*EXERCISE OBJECTIVE*
Copy out every record below with complete accuracy.
#### MATERIAL ####
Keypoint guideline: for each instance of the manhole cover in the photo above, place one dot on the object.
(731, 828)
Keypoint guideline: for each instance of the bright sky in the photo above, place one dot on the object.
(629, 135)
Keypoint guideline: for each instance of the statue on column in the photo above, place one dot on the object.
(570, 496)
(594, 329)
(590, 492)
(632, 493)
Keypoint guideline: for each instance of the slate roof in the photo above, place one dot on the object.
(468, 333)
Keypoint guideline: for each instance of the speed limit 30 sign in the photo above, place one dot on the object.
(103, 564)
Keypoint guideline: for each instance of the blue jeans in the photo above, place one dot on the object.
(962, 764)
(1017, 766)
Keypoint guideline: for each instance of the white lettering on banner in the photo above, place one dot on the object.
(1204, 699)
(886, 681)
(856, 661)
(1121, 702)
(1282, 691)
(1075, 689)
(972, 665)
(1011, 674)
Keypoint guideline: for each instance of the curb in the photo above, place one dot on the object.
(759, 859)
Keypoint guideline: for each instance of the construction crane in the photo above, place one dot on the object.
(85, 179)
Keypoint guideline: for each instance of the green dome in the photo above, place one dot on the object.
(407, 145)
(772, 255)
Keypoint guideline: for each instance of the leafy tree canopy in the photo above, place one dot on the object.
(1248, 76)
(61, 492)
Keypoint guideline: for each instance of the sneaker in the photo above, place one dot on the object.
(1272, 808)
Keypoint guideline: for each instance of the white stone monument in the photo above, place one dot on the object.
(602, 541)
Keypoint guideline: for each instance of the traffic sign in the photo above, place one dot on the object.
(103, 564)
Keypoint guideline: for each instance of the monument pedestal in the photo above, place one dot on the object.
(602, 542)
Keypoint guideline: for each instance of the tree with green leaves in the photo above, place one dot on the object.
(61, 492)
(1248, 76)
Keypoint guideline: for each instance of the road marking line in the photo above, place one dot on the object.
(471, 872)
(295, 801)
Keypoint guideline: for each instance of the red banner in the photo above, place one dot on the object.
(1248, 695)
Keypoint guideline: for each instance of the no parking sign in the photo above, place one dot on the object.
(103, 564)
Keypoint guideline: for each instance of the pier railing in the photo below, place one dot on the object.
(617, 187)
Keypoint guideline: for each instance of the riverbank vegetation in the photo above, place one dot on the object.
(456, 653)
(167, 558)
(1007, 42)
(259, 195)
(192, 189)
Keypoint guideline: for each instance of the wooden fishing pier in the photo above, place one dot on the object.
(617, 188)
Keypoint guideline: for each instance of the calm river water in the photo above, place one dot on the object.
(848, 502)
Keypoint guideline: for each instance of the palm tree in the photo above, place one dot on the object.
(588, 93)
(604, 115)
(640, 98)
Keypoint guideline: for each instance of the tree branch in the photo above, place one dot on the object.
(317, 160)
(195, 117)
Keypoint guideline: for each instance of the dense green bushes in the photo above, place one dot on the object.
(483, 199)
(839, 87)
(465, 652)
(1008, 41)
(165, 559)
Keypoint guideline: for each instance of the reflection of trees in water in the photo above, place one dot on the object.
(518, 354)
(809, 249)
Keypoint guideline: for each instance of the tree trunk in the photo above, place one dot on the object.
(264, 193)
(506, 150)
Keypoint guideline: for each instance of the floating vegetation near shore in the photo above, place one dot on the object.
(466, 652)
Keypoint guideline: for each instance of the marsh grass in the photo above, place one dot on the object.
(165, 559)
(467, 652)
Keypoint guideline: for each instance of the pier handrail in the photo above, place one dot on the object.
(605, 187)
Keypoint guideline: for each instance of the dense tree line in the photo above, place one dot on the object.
####
*IN RESPONSE*
Keypoint guideline: for each instance of the manhole cover in the photo above, place one dot on the object.
(731, 828)
Keypoint guideline: for each instance of the bright sky in the photo above, place one dot on the object.
(629, 135)
Keypoint guideline: for each instance of the statue on column in the photo above, place one dot on the object.
(570, 496)
(594, 329)
(590, 492)
(632, 493)
Keypoint guideline: for each instance of the slate roof in the photo above, place one dot on the object.
(468, 333)
Keypoint guideline: for each instance of the speed limit 30 sign in the photo above, place one dot on the object.
(103, 564)
Keypoint guideline: for each instance of the blue jeans in the photo above, place one dot on the object.
(962, 764)
(1017, 766)
Keypoint guideline: for each instance of the white lettering on banner in the photo above, place one dot on the object.
(1204, 699)
(886, 681)
(856, 661)
(1121, 702)
(1282, 691)
(1075, 689)
(972, 665)
(1011, 674)
Keypoint guideline: for each instance of the curb in the photo above, place one dot on the object.
(759, 859)
Keypoint guideline: for each instance of the construction crane in the photo above, place one dot on the object.
(85, 179)
Keypoint guideline: for each instance of the green dome in the photo above, place one dot on the object.
(407, 145)
(772, 255)
Keypoint guideline: for each instance of the leafy tree canopy in the photo above, place one dot on the object.
(1248, 76)
(61, 492)
Keypoint guideline: for each instance of the sneaker in the photo above, place one dot on the object.
(1272, 808)
Keypoint guideline: for each instance of the white stone monument in the photo above, place one dot on the object.
(602, 541)
Keypoint guideline: for each instance of the traffic sign in the photo above, place one dot on the object.
(103, 564)
Keypoint guideline: for each instance of the monument pedestal in the photo above, place one dot on the object.
(602, 542)
Keypoint guideline: for each instance of the tree with green leaves in the photo above, place one dot on the object.
(61, 492)
(1248, 76)
Keypoint guideline: for each instance of the road marking line in the photo above, place one dot on the object.
(471, 872)
(295, 801)
Keypoint guideline: for each instance of the red banner in the photo above, place one dot on the object.
(1248, 695)
Keypoint guideline: for each instance of the no parking sign in the photo above, place one dot on the object.
(103, 564)
Keypoint guideline: for each instance of the pier railing in the photo below, place one dot on the object.
(617, 187)
Keypoint guideline: for each instance of the riverbank vegetation in the photo above, place one dot on the object.
(456, 653)
(167, 558)
(1007, 42)
(259, 195)
(192, 189)
Keypoint guideline: for each instance of the wooden fishing pier in the photo above, place one dot on the object.
(617, 188)
Keypoint guideline: for each instance of the calm river water in the photo above, place one dot on the object.
(848, 502)
Keypoint guideline: for each instance of the palm tree in the photo above, place one dot on the object.
(588, 93)
(604, 115)
(640, 98)
Keypoint guideline: for each instance of the tree branch in the photo above, place one dot on the object.
(317, 160)
(195, 117)
Keypoint guideline: for each instance of the dense green bushes in the photo above, place one dot on the object.
(483, 199)
(839, 87)
(465, 652)
(1008, 41)
(165, 559)
Keypoint guideline: for each instance of the reflection of trees in water in the photo above, place one dot on the object.
(518, 354)
(809, 249)
Keypoint guideline: for each instance of the tree trunk in the photo above, place one dot on the object.
(264, 193)
(506, 150)
Keypoint guideline: for each instance of the floating vegetation near shore in the photo above, place one dot on the object.
(466, 652)
Keypoint guideline: for each instance of the marsh grass in the photo above, place one dot on the object.
(165, 559)
(467, 652)
Keypoint guideline: for each instance of the pier handrail in the photo above, place one dot on the object.
(605, 187)
Keypoint guideline: for each instance of the dense tree line in the photo above, place one dot on the object.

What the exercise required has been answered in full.